● Problem details:
Give a verbatim quotation of every record.

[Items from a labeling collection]
— START —
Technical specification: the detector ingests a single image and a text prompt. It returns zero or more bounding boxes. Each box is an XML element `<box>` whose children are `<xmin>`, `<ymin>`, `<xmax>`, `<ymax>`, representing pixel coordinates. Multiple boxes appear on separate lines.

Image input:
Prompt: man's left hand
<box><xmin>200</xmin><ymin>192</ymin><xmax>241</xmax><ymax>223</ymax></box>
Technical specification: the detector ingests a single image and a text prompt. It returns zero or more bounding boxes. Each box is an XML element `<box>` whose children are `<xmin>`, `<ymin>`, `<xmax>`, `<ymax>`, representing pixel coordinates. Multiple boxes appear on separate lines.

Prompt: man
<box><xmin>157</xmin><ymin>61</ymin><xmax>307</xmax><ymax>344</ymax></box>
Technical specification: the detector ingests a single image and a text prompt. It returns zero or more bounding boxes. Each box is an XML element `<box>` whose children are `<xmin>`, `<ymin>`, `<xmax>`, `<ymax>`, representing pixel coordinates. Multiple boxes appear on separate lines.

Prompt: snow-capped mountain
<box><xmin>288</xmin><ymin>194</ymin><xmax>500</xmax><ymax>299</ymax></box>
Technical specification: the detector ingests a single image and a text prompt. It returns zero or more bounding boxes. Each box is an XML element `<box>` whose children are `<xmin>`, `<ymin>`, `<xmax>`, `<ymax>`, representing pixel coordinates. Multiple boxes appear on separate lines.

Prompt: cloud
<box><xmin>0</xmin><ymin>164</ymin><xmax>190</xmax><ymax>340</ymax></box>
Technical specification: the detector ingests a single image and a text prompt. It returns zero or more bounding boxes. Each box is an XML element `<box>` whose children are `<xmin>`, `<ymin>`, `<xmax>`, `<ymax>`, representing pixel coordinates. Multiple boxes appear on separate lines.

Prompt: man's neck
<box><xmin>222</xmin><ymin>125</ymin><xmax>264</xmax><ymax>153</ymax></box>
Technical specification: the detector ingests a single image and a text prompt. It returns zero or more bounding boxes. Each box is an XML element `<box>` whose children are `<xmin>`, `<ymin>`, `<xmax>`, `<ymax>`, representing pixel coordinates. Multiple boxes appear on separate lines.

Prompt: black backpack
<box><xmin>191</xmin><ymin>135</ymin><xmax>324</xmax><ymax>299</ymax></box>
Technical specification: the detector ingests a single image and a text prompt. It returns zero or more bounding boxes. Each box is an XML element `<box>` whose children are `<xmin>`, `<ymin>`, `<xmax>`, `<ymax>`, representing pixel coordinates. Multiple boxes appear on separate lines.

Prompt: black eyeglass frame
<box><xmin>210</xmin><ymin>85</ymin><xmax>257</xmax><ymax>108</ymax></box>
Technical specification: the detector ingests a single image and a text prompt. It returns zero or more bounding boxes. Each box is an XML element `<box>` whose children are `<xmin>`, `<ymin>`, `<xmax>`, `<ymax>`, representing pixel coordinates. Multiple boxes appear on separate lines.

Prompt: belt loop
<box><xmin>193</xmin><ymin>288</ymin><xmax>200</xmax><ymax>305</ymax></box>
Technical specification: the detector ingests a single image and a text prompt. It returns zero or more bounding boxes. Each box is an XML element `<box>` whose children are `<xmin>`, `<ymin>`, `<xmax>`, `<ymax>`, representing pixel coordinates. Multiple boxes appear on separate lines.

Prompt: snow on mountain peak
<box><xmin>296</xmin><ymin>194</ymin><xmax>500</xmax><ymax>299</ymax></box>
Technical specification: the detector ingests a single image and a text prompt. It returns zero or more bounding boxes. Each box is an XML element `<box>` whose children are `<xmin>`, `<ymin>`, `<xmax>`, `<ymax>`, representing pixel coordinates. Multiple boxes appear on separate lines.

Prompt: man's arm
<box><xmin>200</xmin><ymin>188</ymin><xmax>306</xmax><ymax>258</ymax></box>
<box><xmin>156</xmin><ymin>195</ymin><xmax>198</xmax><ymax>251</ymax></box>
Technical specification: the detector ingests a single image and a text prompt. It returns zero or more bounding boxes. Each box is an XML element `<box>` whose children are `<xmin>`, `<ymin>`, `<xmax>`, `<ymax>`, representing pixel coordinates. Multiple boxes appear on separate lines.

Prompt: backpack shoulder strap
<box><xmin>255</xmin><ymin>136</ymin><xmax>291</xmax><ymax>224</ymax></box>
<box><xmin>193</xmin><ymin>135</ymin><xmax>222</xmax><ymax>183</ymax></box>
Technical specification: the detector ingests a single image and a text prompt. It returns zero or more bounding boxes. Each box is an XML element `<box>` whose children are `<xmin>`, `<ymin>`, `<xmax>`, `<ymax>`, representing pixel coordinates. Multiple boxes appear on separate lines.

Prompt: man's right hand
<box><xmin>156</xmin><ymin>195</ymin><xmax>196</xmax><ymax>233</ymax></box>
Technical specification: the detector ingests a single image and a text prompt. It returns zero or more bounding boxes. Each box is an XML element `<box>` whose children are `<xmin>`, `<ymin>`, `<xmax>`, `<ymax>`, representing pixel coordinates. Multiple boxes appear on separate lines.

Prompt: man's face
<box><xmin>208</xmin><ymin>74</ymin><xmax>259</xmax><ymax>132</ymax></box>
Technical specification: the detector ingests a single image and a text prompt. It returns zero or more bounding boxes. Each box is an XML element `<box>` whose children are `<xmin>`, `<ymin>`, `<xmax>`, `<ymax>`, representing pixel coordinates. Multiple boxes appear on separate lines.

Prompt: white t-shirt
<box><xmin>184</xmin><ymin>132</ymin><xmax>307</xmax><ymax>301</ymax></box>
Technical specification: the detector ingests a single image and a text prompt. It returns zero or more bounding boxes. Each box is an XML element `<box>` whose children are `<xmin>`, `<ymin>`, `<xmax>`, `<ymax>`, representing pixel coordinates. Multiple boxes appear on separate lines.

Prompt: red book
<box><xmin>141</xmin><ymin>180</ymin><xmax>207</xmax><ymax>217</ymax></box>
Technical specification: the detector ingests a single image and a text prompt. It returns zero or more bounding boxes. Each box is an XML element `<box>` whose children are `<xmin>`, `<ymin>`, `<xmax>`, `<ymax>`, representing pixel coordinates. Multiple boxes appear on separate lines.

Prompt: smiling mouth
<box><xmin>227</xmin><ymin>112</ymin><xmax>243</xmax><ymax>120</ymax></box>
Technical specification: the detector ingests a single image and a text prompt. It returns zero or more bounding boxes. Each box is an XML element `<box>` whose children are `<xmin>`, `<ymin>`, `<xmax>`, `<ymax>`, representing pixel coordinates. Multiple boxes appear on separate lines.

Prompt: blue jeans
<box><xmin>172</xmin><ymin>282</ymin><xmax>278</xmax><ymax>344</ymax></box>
— END —
● Correct result:
Technical specification: the detector ingests a single image and a text prompt. It returns zero or more bounding boxes. Each box is an XML element `<box>` whose children are `<xmin>`, `<ymin>`, `<xmax>`, `<ymax>`, representing pixel coordinates. Multiple boxes appear on separate lines.

Image input:
Prompt: man's left hand
<box><xmin>200</xmin><ymin>192</ymin><xmax>241</xmax><ymax>223</ymax></box>
Technical specification: the detector ingests a single image and a text prompt. It returns zero or more bounding boxes. Each box is an XML element `<box>` whose children are `<xmin>`, `<ymin>`, `<xmax>`, `<ymax>`, representing pixel coordinates. Multiple boxes appear on separate lines.

Prompt: man
<box><xmin>157</xmin><ymin>61</ymin><xmax>307</xmax><ymax>344</ymax></box>
Technical specification: the detector ingests a single image and a text prompt. It returns zero or more bounding boxes. Each box is an XML element `<box>` whose children are `<xmin>`, `<ymin>`, `<xmax>`, `<ymax>`, representing pixel coordinates. Multiple boxes appear on separate lines.

Prompt: snow-capped mountain
<box><xmin>288</xmin><ymin>194</ymin><xmax>500</xmax><ymax>299</ymax></box>
Technical specification: the detector ingests a single image and a text prompt. It returns zero or more bounding boxes. Each box is an XML element `<box>` whose children are `<xmin>`, `<ymin>`, `<xmax>`, `<ymax>`, representing pixel coordinates. Multiple boxes appear on separate lines.

Prompt: cloud
<box><xmin>0</xmin><ymin>164</ymin><xmax>190</xmax><ymax>340</ymax></box>
Technical specification: the detector ingests a single image and a text prompt. It returns zero or more bounding boxes. Each box is an XML element `<box>` whose children are `<xmin>`, `<ymin>`, `<xmax>`, `<ymax>`, representing pixel coordinates. Multiple boxes appear on separate lines.

Prompt: man's neck
<box><xmin>222</xmin><ymin>125</ymin><xmax>264</xmax><ymax>153</ymax></box>
Technical specification: the detector ingests a single image and a text prompt. It returns zero or more bounding boxes. Each box is an XML element `<box>` whose children are `<xmin>`, `<ymin>`, `<xmax>`, `<ymax>`, representing pixel coordinates. Multiple boxes appear on separate lines.

Prompt: black backpack
<box><xmin>191</xmin><ymin>135</ymin><xmax>324</xmax><ymax>299</ymax></box>
Technical specification: the detector ingests a single image and a text prompt. It returns zero or more bounding boxes. Each box is an XML element `<box>` whose children are `<xmin>`, `<ymin>`, `<xmax>`, `<ymax>`, representing pixel coordinates. Multiple boxes appear on separate lines.

Prompt: black eyeglass frame
<box><xmin>210</xmin><ymin>85</ymin><xmax>257</xmax><ymax>108</ymax></box>
Technical specification: the detector ingests a single image and a text prompt. It returns zero or more bounding boxes. Each box is an XML element `<box>` whose children are `<xmin>`, `<ymin>`, `<xmax>`, `<ymax>`, representing pixel coordinates. Multiple boxes appear on separate lines.

Prompt: belt loop
<box><xmin>193</xmin><ymin>288</ymin><xmax>200</xmax><ymax>305</ymax></box>
Technical specification: the detector ingests a single image and a text prompt. It returns zero or more bounding boxes. Each box is an XML element `<box>` whose children are `<xmin>`, `<ymin>`, `<xmax>`, `<ymax>`, representing pixel coordinates. Multiple boxes appear on separate lines.

Prompt: snow on mountain peak
<box><xmin>296</xmin><ymin>194</ymin><xmax>500</xmax><ymax>299</ymax></box>
Technical specification: the detector ingests a single image and a text prompt. It returns zero or more bounding boxes. Each box is an XML element `<box>` whose children are `<xmin>`, `<ymin>`, `<xmax>`, `<ymax>`, representing pixel coordinates. Multiple boxes appear on separate lines.

Prompt: man's arm
<box><xmin>200</xmin><ymin>188</ymin><xmax>306</xmax><ymax>258</ymax></box>
<box><xmin>156</xmin><ymin>195</ymin><xmax>198</xmax><ymax>251</ymax></box>
Technical specification: the detector ingests a single image and a text prompt. It returns zero or more bounding boxes. Each box is an XML element `<box>` whose children are `<xmin>`, `<ymin>`, `<xmax>`, `<ymax>`, representing pixel coordinates. Multiple boxes appear on separate lines.

Prompt: backpack shoulder strap
<box><xmin>255</xmin><ymin>136</ymin><xmax>291</xmax><ymax>224</ymax></box>
<box><xmin>193</xmin><ymin>135</ymin><xmax>222</xmax><ymax>183</ymax></box>
Technical specification: the detector ingests a single image and a text prompt. It returns zero or more bounding boxes. Each box is an XML element `<box>` whose children are `<xmin>`, `<ymin>`, `<xmax>`, `<ymax>`, representing pixel coordinates. Multiple boxes appear on separate lines.

Prompt: man's right hand
<box><xmin>156</xmin><ymin>195</ymin><xmax>196</xmax><ymax>233</ymax></box>
Technical specification: the detector ingests a single image and a text prompt. It returns zero or more bounding boxes. Each box is an XML element `<box>` whose children are `<xmin>`, `<ymin>`, `<xmax>`, `<ymax>`, representing pixel coordinates. Multiple boxes appear on separate lines.

Prompt: man's face
<box><xmin>208</xmin><ymin>74</ymin><xmax>259</xmax><ymax>132</ymax></box>
Technical specification: the detector ingests a single image and a text prompt. It returns zero or more bounding boxes. Each box is an XML element `<box>` whose children are `<xmin>`, `<ymin>`, `<xmax>`, `<ymax>`, representing pixel coordinates. Multiple boxes appear on separate lines.

Prompt: white t-shirt
<box><xmin>184</xmin><ymin>132</ymin><xmax>307</xmax><ymax>301</ymax></box>
Technical specification: the detector ingests a single image and a text prompt. It returns zero or more bounding boxes. Each box is an XML element `<box>` whose children are `<xmin>`, `<ymin>`, `<xmax>`, `<ymax>`, representing pixel coordinates. Multiple boxes appear on separate lines.

Prompt: red book
<box><xmin>141</xmin><ymin>180</ymin><xmax>207</xmax><ymax>217</ymax></box>
Technical specification: the detector ingests a single image and a text prompt. It returns zero or more bounding boxes. Each box is an XML element `<box>` whose children are `<xmin>`, `<ymin>`, `<xmax>`, `<ymax>`, representing pixel coordinates. Multiple boxes appear on separate lines.

Prompt: smiling mouth
<box><xmin>227</xmin><ymin>112</ymin><xmax>243</xmax><ymax>120</ymax></box>
Technical specification: the detector ingests a single image and a text prompt. It returns zero or more bounding boxes. Each box is an XML element `<box>` whose children are `<xmin>`, `<ymin>`, `<xmax>`, `<ymax>`, representing pixel coordinates. Multiple boxes appear on separate lines.

Prompt: blue jeans
<box><xmin>172</xmin><ymin>282</ymin><xmax>278</xmax><ymax>344</ymax></box>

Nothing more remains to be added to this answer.